> [Texto de leitura]
:::

Bruno Molinero
Lagartos e uma teoria acerca do clima e da vegetação amazônica sobre a bancada de um laboratório. Paredes enfeitadas pelos diplomas de medicina da USP e de doutor em biologia por Harvard. Mas basta um olhar um pouco mais atento para encontrar os segredos desse universo. Um ritmo cantarolado ou o esboço de um dos top hits dos karaokes paulistanos marcam o habitat de Paulo Vanzolini. Cientista e compositor, zoólogo e poeta, ex-diretor do museu de zoologia da USP e um dos maiores sambistas brasileiros, Vanzolini incorpora elementos aparentemente conflitantes, mas que não entram em choque.
Do atrito entre essas realidades surge o novo documentário de Ricardo Dias, Um homem de moral, que percorre a caminhada artística de Vanzolini. Em homenagem aos seus 85 anos, o longa, uma aula de samba, é a justaposição de três atos: as declarações do compositor, a interpretação de suas músicas por diversos nomes da cena brasileira e imagens de uma São Paulo popular (retratada em diversas canções, como Ronda).

:::

> [Informações]

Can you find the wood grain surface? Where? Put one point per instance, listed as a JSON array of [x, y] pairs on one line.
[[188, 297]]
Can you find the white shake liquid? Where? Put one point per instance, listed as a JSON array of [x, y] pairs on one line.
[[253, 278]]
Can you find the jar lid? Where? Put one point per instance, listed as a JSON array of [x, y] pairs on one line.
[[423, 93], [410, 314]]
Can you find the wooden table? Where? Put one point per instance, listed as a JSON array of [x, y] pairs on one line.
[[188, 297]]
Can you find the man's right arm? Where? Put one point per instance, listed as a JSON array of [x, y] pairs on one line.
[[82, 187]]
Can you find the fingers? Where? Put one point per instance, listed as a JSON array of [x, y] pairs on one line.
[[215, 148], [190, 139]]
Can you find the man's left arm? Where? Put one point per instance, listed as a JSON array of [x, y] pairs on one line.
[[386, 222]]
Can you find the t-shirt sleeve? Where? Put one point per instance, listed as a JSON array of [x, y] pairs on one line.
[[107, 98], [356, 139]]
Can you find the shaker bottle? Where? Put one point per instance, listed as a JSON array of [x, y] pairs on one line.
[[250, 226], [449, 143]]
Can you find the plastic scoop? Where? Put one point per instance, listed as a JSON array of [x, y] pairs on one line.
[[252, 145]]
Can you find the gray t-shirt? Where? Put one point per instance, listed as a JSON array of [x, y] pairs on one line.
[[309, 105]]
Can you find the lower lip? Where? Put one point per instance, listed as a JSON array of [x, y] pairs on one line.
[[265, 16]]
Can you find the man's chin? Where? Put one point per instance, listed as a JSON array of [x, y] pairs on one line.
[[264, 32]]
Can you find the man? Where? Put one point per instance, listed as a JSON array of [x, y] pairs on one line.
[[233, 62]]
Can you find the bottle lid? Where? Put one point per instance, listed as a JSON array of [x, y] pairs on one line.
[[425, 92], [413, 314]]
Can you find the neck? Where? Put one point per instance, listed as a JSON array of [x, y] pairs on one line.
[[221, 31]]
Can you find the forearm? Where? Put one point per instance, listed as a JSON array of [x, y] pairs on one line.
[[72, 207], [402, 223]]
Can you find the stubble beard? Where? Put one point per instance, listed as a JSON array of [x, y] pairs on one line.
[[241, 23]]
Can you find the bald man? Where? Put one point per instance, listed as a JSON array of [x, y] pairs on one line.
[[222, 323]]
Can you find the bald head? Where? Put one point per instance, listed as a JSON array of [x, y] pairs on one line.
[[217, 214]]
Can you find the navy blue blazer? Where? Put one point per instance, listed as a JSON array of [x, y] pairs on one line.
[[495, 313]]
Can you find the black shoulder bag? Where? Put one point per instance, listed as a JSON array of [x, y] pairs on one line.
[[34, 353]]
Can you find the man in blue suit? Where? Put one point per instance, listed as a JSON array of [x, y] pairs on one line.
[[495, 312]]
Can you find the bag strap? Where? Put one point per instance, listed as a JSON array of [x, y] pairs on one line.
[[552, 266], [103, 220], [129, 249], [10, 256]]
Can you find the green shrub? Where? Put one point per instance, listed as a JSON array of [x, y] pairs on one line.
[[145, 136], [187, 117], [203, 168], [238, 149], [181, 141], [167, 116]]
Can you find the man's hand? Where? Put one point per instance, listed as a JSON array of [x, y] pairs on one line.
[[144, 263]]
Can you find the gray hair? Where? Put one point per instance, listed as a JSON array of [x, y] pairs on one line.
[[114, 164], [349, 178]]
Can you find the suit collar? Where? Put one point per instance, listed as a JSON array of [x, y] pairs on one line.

:::

> [Questões a responder]
1 – Segundo o texto sobre Paulo Vanzolini, qual é o título do documentário de Ricardo Dias?
2 – Dê continuidade ao texto sobre Paulo Vanzolini a partir de sua última frase.
O material não é necessário para a realização das tarefas.

> [Respostas às questões]
1 – O documentário intitula-se Um homem de moral.

2 –
São Paulo ilustra o documentário e rende cores aos depoimentos de Paulo Vanzolini. Mas não são imagens da São Paulo locomotiva do país. É o retrato dos milhões de maquinistas, do sorriso de quem acorda cedo, do suor, da terra no sapato. E a cidade se mescla às histórias das composições, quando Vanzolini fazia a ronda pelo centro e pelo baixo meretrício ou ainda quando esperava na praça Clóvis e assistia aos batedores de carteira. A música, para ele, era o passatempo nas folgas da zoologia. “O que você tem que entender, meu amigo, é que sou zoólogo”.
Adoniran Barbosa entendia. Em depoimento da década de 1970, o ícone do samba paulistano reforça a amizade entre ambos e a semelhança entre suas composições – mas ressalta, “ele é um cara estudado”. O documentário é ainda recheado por outros célebres da música brasileira, que interpretam os sambas de Vanzolini, como Paulinho da Viola, Martinho da Vila, Inezita Barroso, Miúcha e Chico Buarque (que não aparece tão à vontade como em Palavra (En)Cantada, limitando-se a cantar a última composição do sambista, Quando eu for, eu vou sem pena).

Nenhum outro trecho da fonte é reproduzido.